- _Exercise text_
::::::::

On North Temple, near 15th West, I find a family who is choosing to camp in an empty parking lot under tarps rather than stay in a shelter. A woman and her two adult sons are taking extreme measures to survive in the frigid temperatures. They use candle wax as well as hand sanitizer to burn small fires under their tarps and blankets to stay warm. Why are they taking such extreme measures instead of finding a warm place in the overflow shelter?
The twenty-something son of the woman I was speaking with was keeping to himself until I mentioned how I had found that a severe MRSA outbreak was happening just prior to the closure of the Road Home in 2017. The young man says, “I almost died in the shelters. I’ll never go back there if I can help it.” He then rolls up his sleeves and shows me a series of skin grafts on his arms as well as two half missing fingers which was a result of his contracting the staff infection at a shelter. “You never really get rid of MRSA, you just need to live with it the rest of your life.” He tells me.
In the same parking lot, I find a young 22-year old woman named Madison who says that she recently found a place to live in, but she has been on and off the streets for the past three years. She says her grandfather died of a heroin overdose. In addition, her father and mother are also homeless. Her father just got out of prison but within the first week, his car was impounded for parking in one place for too long.
“People think that it could never happen to them, and they think it’s easy to get off the streets. But just try to survive this and somehow save up enough money for the first and last month’s rent and a deposit. It’s much harder than you can imagine.” Maddison says that drugs are everywhere and, “nearly everyone is on drugs.” But she adds it’s what people need to do to survive.
I asked several people about the State’s voucher program, which is designed to assist homeless people with their rent as well as help them find rooms at motels and hotels. The mother of the young man who had MRSA tells me, “The vouchers don’t work. What good is a voucher if nobody will take it?” She says there is no affordable housing and as a result, nobody is getting off the streets.

::::::::

- _Records_
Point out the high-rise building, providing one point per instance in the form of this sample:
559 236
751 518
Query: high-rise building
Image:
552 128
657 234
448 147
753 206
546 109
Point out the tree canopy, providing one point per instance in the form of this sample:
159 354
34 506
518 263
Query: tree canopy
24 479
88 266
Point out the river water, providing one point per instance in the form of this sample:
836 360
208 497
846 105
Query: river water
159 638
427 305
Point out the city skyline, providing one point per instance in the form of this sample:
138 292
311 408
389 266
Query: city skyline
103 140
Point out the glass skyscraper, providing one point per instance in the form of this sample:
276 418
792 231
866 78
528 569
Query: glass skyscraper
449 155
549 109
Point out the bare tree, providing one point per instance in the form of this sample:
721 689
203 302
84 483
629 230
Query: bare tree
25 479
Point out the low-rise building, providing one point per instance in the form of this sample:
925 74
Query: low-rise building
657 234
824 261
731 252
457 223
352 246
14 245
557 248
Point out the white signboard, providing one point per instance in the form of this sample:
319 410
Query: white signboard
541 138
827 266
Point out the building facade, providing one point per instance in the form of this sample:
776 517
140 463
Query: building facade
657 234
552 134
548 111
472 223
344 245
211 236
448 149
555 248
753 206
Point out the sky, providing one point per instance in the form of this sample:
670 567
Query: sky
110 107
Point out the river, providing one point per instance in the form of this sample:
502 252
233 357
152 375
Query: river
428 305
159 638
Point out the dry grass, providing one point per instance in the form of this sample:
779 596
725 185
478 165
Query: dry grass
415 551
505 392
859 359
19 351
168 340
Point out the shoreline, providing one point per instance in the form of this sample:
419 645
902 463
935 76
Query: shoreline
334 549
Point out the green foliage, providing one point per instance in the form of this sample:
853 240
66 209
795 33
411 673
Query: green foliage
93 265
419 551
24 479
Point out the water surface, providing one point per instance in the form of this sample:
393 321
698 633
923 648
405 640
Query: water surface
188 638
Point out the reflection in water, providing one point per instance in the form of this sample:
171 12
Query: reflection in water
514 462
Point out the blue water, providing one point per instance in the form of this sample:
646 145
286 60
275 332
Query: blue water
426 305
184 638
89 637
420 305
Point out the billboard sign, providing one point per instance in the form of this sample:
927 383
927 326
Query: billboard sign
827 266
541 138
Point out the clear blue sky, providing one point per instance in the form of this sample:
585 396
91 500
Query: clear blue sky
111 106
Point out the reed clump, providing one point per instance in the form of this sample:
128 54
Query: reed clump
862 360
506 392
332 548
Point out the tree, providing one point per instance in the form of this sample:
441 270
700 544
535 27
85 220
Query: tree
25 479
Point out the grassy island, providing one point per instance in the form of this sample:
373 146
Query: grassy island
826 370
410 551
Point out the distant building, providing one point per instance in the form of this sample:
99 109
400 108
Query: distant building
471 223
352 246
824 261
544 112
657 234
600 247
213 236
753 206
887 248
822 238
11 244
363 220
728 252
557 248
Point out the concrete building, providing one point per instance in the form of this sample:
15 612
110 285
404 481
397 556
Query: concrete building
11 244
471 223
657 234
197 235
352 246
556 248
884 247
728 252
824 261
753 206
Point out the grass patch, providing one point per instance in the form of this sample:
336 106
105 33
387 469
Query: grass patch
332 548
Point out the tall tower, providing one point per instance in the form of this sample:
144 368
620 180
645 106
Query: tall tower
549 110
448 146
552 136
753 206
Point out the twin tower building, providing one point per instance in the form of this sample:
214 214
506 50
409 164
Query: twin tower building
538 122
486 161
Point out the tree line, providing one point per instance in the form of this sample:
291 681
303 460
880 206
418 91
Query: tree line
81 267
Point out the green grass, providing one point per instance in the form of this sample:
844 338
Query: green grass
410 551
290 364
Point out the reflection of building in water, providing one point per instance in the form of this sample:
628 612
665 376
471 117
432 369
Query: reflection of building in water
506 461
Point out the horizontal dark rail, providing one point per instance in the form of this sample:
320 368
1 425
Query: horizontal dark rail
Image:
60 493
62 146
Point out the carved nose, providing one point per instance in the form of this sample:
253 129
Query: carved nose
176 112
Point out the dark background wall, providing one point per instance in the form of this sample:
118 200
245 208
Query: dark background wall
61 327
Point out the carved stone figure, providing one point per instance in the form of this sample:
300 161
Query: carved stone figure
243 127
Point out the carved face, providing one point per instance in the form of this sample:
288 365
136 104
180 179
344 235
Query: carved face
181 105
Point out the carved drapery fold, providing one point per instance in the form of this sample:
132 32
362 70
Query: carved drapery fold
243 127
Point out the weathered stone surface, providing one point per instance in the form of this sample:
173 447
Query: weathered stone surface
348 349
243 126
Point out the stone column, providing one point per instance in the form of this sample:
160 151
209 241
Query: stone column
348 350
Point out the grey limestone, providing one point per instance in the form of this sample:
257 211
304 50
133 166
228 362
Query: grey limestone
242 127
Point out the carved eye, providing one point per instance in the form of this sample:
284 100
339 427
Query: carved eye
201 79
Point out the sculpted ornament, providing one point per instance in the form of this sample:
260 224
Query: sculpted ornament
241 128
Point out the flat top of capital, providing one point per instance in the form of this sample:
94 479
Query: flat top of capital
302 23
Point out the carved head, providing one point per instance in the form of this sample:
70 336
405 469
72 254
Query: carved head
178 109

::::::::

List the members of Madison's family named in the account of homeless people on North Temple. You will not need the data to answer anything here.

Her grandfather, her father and her mother.